YOUR TASK
Search the data for the word "awning". Reproduce every line where it is found.

MATERIALS PROVIDED
- Opening Delimiter -

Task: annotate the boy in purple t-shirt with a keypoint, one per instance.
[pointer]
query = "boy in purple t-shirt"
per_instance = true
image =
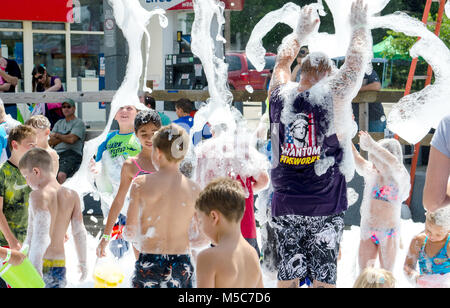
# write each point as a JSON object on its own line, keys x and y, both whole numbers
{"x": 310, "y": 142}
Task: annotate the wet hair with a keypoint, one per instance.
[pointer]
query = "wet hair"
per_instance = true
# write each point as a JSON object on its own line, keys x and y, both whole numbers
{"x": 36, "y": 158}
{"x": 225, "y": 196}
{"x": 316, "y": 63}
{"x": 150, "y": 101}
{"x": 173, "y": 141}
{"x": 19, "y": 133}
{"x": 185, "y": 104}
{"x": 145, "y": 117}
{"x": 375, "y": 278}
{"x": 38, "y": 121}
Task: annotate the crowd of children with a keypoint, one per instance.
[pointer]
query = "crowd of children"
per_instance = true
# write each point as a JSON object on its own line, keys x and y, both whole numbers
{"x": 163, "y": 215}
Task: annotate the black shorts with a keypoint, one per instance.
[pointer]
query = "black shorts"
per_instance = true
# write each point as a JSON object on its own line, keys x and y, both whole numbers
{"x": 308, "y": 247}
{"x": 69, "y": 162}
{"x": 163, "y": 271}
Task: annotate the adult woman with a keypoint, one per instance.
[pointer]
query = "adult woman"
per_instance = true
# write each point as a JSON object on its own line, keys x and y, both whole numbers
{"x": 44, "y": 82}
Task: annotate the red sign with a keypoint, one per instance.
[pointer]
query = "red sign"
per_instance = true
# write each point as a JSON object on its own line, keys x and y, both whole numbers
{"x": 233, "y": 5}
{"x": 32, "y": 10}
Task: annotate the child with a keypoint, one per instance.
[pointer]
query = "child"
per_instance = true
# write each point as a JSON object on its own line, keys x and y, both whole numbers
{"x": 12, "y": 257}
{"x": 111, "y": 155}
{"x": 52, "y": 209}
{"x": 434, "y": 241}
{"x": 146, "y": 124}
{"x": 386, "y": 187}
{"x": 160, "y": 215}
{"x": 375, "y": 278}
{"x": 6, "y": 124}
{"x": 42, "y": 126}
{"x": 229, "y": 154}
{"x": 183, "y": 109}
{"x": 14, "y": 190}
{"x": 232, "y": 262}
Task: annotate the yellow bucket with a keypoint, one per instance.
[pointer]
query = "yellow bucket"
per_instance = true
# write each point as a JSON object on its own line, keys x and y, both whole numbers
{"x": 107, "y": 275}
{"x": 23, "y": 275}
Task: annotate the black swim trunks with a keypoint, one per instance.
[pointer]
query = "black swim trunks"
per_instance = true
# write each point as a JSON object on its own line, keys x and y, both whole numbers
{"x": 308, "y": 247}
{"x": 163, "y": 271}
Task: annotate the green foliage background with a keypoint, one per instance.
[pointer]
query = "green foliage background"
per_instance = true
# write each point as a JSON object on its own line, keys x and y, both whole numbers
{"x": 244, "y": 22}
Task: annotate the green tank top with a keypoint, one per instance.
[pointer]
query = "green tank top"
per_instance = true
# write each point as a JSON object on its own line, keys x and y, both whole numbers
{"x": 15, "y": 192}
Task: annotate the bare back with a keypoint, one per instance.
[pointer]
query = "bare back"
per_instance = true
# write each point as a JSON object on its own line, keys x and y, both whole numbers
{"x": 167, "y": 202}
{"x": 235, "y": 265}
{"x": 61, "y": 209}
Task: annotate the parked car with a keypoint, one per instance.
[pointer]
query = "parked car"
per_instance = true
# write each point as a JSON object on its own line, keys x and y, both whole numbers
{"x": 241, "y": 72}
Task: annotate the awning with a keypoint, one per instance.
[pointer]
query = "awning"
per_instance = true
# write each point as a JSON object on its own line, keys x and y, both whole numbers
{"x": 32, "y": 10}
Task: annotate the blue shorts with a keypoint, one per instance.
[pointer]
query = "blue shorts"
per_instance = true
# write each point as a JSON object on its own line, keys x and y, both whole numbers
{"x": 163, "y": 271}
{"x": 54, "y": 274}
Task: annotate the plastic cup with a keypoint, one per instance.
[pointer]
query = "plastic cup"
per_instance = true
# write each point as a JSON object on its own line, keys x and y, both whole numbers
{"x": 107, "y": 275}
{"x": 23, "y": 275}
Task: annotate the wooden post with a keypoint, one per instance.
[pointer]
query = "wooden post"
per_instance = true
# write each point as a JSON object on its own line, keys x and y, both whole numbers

- Closing Delimiter -

TASK OUTPUT
Task: annotate the awning with a keypoint, one per instance.
query = "awning"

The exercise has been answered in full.